Given instruction: Gather every line in the items below that contains the string "spire", and copy each of those lines out. Treat the match as case-sensitive.

————————

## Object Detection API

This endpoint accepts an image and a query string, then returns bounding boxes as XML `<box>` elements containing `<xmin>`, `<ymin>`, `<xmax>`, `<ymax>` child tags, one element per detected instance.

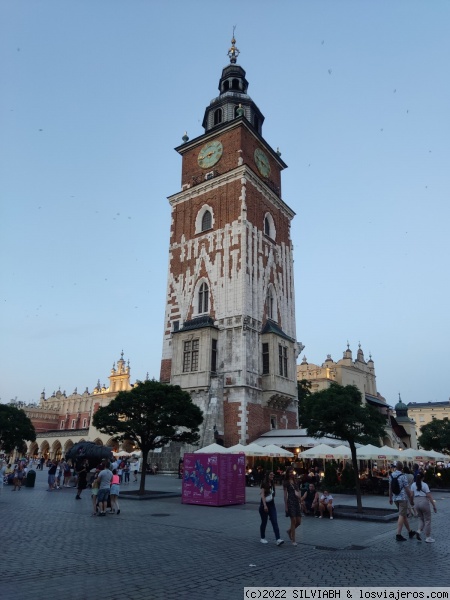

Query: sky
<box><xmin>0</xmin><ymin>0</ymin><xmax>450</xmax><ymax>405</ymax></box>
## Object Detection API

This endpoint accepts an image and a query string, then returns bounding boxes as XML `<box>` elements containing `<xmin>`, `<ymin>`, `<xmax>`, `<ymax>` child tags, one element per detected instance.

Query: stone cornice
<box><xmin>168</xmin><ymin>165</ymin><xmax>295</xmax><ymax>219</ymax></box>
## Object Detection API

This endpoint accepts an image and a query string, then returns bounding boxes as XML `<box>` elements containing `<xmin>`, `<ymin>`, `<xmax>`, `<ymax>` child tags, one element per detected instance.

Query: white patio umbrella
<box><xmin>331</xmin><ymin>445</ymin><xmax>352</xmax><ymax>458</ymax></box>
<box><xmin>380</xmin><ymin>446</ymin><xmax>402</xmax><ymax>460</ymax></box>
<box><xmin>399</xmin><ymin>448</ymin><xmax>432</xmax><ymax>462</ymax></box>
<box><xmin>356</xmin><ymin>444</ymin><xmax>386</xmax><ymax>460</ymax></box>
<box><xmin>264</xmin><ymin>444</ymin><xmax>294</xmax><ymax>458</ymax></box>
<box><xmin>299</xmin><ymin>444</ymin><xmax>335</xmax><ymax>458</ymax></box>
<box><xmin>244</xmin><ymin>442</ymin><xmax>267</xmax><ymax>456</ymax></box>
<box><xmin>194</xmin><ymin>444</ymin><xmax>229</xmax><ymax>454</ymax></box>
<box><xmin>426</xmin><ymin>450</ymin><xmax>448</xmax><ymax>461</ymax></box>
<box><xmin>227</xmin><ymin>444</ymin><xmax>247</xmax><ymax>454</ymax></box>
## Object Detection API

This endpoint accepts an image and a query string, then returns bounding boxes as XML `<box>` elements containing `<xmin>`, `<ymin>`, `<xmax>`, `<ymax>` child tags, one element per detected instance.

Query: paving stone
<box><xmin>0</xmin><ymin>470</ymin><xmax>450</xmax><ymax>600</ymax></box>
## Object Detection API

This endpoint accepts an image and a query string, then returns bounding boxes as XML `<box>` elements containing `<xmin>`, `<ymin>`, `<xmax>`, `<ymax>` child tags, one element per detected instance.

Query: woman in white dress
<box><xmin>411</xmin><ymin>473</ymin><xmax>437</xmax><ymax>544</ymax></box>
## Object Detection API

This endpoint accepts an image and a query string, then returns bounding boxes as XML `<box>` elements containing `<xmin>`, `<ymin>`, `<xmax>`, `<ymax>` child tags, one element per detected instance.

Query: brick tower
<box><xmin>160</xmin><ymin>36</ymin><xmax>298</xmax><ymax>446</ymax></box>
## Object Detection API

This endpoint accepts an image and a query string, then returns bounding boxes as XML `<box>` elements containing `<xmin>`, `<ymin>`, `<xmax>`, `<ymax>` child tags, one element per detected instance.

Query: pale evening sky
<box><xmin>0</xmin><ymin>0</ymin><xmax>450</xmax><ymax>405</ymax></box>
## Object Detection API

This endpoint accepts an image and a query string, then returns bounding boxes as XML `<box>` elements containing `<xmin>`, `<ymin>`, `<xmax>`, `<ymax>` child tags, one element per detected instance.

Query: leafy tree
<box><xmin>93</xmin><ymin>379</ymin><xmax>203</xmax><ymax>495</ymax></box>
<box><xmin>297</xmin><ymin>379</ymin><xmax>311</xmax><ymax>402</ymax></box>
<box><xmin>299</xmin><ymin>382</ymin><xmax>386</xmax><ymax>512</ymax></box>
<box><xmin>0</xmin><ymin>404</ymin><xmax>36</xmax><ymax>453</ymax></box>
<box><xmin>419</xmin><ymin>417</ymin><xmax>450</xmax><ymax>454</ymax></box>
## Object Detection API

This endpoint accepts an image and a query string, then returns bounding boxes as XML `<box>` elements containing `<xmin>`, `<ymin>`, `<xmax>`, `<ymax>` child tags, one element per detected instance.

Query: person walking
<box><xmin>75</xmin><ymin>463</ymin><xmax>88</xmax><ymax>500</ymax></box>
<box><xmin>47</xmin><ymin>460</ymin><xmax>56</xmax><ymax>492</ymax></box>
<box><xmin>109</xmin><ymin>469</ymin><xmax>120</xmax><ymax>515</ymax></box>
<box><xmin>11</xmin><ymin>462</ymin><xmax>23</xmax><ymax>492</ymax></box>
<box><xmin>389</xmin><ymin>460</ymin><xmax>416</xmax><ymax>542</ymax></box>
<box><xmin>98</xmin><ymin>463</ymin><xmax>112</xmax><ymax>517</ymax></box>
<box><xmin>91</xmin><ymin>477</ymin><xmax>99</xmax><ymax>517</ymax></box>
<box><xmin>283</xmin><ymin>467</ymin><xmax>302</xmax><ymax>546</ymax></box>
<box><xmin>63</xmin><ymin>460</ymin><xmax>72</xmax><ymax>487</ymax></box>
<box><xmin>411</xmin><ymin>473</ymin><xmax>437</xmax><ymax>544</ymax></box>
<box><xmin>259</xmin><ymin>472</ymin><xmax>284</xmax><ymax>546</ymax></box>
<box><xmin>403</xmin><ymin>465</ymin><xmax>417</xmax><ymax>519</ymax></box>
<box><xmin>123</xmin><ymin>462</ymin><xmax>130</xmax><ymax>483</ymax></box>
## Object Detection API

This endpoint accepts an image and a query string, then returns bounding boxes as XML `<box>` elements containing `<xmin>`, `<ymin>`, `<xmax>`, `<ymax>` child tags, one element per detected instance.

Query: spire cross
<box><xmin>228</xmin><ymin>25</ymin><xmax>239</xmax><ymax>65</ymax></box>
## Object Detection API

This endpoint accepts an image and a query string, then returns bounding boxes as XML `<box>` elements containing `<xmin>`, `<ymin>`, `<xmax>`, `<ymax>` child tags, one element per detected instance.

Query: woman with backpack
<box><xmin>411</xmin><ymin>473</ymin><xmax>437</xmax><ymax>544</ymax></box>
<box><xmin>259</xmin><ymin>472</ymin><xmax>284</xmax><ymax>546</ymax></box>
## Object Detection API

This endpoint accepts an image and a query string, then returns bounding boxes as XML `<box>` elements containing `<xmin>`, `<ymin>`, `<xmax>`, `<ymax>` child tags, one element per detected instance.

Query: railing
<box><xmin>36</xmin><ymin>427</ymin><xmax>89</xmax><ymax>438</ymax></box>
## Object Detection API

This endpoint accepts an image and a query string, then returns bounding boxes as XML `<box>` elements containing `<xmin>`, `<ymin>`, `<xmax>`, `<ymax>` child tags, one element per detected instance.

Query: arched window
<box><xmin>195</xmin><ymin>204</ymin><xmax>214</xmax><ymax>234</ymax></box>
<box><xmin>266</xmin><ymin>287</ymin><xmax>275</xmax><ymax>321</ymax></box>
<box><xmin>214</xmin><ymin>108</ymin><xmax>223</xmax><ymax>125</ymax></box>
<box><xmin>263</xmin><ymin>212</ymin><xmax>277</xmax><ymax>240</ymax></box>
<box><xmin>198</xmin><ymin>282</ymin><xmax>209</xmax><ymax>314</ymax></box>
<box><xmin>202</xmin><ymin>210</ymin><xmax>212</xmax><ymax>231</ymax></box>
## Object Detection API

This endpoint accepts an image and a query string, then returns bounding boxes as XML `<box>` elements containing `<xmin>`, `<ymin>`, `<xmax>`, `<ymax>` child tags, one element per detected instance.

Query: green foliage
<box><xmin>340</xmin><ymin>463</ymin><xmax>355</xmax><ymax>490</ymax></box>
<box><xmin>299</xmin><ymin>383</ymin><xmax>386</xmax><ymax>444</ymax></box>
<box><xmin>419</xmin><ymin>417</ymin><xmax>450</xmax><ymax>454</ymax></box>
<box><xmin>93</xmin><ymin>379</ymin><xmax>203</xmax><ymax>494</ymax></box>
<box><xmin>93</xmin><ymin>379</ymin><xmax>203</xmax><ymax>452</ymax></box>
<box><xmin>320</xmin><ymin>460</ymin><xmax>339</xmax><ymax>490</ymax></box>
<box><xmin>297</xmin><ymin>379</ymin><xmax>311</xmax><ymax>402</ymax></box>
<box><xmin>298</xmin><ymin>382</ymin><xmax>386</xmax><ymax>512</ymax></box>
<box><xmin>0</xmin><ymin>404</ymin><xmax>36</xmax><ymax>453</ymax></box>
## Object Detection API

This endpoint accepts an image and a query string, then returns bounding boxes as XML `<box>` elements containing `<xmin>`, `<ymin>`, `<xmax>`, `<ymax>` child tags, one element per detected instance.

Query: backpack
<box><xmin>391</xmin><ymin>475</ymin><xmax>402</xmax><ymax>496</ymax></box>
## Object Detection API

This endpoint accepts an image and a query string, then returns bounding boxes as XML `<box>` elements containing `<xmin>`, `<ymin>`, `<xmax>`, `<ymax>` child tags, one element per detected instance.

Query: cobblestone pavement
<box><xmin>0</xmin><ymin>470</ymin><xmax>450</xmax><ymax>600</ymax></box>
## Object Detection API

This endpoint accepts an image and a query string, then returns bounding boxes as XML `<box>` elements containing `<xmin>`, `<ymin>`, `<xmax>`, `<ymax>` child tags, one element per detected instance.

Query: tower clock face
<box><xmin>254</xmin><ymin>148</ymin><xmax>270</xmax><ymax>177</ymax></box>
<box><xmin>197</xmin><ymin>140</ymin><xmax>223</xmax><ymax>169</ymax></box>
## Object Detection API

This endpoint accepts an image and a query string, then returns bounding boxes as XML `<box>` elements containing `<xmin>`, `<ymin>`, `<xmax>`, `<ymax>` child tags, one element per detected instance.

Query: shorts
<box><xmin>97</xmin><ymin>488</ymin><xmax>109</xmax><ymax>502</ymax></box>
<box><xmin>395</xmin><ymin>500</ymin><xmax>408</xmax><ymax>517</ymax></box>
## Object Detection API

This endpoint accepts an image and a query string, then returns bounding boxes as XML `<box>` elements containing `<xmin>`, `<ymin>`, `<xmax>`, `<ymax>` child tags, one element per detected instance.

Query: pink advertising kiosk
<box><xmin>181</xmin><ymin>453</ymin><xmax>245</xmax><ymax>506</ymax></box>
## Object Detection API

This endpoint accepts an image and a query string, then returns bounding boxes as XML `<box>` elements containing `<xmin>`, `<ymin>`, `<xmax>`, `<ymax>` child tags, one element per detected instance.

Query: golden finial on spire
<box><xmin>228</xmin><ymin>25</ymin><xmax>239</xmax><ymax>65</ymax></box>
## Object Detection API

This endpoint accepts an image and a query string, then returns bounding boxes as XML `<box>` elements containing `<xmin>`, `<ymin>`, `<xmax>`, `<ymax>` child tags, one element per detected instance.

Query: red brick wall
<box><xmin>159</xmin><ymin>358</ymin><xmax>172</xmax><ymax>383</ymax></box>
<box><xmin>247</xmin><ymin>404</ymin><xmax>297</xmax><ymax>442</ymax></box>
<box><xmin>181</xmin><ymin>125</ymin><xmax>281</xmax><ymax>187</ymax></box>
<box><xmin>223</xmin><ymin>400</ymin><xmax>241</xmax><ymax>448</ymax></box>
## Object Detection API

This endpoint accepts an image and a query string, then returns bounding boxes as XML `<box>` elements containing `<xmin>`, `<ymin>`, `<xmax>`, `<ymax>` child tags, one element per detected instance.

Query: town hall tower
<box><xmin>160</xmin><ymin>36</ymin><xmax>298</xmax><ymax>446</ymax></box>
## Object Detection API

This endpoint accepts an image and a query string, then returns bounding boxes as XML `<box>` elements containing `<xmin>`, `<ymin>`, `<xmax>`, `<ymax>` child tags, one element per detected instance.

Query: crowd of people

————————

Output below:
Query: spire cross
Query: golden finial on spire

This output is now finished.